• [Exercise]: Can you quote the lines below exactly, starting at the line with "wing in the photo above." and going through the last one?

Dataset items
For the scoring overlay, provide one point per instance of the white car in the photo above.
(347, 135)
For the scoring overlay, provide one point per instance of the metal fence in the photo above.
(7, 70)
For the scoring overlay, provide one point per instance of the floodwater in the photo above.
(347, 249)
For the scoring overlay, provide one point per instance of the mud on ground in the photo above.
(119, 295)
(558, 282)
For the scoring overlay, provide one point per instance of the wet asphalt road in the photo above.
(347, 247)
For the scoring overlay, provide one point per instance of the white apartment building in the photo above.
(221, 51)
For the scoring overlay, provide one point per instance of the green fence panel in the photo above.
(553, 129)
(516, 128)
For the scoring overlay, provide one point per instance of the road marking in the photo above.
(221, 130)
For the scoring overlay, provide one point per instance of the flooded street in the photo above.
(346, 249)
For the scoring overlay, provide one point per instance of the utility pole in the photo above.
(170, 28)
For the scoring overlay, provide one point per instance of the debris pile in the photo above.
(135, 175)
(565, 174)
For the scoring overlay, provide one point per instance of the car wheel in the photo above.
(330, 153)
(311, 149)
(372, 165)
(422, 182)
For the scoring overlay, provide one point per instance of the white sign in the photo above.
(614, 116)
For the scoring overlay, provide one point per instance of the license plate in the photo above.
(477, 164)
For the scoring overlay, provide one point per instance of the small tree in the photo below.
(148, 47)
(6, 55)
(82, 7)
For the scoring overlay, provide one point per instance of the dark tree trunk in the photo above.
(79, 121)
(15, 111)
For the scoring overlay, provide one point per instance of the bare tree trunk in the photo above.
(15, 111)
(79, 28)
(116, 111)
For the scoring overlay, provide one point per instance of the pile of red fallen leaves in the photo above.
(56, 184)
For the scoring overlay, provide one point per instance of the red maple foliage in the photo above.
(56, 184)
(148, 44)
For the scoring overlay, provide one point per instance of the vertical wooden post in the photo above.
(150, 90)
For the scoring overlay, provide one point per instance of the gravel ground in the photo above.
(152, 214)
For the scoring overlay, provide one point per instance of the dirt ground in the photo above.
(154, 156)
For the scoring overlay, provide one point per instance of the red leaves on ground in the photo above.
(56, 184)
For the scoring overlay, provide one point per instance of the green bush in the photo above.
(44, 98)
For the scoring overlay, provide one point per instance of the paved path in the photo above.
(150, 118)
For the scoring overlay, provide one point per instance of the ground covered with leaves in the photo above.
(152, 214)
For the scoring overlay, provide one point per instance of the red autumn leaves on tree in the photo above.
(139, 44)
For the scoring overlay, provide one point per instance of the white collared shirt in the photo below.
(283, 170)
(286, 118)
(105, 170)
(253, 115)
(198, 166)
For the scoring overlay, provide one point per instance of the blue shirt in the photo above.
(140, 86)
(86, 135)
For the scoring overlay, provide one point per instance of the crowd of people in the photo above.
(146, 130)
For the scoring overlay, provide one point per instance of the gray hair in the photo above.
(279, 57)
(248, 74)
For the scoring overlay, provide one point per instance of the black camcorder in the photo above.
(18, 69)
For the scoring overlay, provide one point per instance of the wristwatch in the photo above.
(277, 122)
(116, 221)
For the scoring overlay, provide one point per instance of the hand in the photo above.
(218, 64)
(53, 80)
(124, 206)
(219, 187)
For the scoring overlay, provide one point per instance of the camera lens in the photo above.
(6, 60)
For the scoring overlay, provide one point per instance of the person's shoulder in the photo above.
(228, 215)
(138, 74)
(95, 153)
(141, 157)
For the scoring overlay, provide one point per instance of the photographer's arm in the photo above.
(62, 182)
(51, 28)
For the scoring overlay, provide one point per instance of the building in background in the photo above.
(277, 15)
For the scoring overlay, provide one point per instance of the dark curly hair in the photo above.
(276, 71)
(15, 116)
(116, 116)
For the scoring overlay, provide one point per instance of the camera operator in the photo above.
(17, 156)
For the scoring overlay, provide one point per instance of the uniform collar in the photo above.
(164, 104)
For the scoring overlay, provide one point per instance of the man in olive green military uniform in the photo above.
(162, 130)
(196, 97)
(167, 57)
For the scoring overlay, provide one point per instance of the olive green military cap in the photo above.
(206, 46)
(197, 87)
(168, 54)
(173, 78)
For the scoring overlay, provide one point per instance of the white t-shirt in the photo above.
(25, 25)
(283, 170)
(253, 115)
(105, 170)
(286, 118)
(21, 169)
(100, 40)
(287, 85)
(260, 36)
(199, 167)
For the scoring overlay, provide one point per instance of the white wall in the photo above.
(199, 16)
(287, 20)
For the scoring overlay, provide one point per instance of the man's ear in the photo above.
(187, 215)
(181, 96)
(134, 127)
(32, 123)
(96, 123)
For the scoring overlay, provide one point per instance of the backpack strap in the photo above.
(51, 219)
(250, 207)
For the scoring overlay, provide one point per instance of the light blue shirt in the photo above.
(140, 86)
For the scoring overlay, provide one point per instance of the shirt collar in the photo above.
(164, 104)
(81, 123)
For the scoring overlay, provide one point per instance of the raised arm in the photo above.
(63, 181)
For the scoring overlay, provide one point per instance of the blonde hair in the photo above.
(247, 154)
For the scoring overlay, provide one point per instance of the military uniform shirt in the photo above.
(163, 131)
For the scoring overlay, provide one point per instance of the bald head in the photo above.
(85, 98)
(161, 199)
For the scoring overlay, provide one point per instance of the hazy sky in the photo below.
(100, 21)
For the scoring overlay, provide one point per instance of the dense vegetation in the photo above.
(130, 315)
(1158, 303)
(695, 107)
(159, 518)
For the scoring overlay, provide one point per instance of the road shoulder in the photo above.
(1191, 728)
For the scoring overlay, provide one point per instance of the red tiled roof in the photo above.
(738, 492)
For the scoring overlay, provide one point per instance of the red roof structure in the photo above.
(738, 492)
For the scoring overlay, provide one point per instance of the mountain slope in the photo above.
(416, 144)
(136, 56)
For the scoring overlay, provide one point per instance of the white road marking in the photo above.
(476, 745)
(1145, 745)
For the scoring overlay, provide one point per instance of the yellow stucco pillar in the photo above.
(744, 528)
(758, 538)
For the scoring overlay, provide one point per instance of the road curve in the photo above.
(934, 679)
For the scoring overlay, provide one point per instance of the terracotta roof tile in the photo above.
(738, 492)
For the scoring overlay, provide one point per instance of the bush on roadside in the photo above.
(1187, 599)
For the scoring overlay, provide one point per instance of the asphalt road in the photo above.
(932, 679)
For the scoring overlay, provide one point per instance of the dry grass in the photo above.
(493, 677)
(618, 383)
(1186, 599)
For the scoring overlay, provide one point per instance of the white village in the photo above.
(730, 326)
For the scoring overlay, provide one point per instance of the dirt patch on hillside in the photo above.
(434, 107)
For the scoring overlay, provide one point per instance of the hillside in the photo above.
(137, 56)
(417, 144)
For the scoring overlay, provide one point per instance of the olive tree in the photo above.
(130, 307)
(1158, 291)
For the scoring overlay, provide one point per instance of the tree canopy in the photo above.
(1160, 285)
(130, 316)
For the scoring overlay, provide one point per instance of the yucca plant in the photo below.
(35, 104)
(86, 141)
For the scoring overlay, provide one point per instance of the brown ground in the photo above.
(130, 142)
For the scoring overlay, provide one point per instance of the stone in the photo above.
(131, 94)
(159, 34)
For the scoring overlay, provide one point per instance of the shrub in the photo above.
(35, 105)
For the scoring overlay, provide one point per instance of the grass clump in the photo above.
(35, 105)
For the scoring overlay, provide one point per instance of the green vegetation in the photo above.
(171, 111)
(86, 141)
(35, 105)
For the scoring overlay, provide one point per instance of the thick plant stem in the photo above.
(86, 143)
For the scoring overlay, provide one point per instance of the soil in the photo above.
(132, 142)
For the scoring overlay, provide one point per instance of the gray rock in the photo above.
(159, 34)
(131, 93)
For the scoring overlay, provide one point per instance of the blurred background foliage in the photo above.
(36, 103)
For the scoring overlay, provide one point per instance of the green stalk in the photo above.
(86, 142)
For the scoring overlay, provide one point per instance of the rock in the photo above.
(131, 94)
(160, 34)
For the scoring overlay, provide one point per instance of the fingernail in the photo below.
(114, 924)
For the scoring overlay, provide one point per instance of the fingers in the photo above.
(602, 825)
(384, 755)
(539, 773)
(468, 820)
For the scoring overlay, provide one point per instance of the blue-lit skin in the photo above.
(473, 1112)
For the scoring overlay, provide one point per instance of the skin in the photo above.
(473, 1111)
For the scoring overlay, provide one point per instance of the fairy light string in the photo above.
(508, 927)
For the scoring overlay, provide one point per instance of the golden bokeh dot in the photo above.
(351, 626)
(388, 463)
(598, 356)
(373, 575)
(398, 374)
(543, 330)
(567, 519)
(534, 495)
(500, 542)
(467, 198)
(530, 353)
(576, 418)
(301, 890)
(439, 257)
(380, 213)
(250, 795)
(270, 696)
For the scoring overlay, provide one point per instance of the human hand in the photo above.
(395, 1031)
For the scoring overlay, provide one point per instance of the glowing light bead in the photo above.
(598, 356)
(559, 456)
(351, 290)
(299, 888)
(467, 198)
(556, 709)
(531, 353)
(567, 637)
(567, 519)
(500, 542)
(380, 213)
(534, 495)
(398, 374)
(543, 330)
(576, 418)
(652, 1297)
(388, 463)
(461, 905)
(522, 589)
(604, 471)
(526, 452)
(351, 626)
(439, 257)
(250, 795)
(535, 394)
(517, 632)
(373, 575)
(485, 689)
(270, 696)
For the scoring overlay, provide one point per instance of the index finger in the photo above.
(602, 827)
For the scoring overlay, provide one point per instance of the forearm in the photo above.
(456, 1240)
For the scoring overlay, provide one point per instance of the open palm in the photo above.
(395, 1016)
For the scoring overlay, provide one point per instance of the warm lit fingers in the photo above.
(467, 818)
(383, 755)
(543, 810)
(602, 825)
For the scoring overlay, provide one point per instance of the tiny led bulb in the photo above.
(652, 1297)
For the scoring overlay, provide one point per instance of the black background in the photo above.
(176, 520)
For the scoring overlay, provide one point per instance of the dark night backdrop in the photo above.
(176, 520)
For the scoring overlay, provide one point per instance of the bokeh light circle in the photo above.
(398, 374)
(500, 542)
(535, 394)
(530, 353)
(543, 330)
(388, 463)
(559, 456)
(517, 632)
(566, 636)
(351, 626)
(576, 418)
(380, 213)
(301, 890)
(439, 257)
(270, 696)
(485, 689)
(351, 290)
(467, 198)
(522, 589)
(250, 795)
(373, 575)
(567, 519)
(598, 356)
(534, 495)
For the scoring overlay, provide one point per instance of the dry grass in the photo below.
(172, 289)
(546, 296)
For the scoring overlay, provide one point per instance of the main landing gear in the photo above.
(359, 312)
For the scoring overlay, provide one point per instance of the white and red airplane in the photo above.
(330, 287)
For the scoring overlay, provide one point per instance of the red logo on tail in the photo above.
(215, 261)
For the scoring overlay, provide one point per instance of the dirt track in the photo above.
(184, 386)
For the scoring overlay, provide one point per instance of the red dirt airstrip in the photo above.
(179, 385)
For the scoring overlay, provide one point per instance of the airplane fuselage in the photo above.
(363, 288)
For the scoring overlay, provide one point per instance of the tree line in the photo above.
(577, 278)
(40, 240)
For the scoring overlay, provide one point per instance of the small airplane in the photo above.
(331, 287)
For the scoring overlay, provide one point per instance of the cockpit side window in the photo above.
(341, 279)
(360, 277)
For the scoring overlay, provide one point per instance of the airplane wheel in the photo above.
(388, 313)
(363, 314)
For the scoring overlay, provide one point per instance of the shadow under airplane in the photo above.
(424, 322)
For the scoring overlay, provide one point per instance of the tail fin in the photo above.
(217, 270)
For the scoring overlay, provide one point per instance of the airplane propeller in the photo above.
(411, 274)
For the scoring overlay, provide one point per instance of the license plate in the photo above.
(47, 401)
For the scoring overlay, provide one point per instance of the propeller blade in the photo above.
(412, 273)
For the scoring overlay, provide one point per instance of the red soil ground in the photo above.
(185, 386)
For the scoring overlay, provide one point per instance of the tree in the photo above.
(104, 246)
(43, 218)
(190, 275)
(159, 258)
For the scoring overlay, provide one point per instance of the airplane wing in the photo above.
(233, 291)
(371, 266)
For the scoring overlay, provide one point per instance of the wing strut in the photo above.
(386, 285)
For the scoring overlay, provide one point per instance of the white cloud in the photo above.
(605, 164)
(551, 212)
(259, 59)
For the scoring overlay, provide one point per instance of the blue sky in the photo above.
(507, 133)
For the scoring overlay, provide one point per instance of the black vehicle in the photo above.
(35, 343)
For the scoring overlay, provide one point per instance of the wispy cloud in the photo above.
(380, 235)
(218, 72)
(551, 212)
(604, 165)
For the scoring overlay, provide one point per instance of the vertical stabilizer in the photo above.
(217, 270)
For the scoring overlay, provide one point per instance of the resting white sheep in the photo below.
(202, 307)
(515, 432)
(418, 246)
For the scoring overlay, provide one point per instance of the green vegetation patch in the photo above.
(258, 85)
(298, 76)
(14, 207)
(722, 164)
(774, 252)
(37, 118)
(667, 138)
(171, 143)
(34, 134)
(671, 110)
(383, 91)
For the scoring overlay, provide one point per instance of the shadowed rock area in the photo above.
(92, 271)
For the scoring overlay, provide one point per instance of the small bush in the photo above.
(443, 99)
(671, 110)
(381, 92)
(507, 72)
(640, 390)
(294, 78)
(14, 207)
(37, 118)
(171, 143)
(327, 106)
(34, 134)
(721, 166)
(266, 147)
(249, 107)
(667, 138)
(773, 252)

• [Task result]:
For the scoring overlay, provide one point per instance of the airplane wing in the photo above.
(233, 291)
(371, 266)
For the scoring overlay, provide one point per instance of the wing strut in the photo above.
(386, 285)
For the scoring overlay, provide one point per instance of the white cloud in the photo above.
(605, 164)
(551, 212)
(259, 59)
For the scoring overlay, provide one point per instance of the blue sky in the photo above.
(507, 133)
For the scoring overlay, provide one point per instance of the black vehicle in the photo above.
(35, 343)
For the scoring overlay, provide one point per instance of the wispy cloud in the photo above.
(380, 235)
(218, 72)
(551, 212)
(604, 165)
For the scoring overlay, provide one point per instance of the vertical stabilizer in the photo above.
(217, 270)
For the scoring overlay, provide one point per instance of the resting white sheep in the photo below.
(202, 307)
(515, 432)
(418, 246)
For the scoring overlay, provide one point per instance of the green vegetation patch in the photo above.
(258, 85)
(298, 76)
(14, 207)
(722, 164)
(774, 252)
(37, 118)
(667, 138)
(171, 143)
(34, 134)
(671, 110)
(383, 91)
For the scoring overlay, provide one point per instance of the shadowed rock area in the photo above.
(92, 271)
For the scoring overlay, provide one point per instance of the small bush in the photo above.
(443, 99)
(671, 110)
(381, 92)
(507, 72)
(640, 390)
(294, 78)
(14, 207)
(37, 118)
(171, 143)
(327, 106)
(34, 134)
(721, 166)
(266, 147)
(249, 107)
(667, 138)
(773, 252)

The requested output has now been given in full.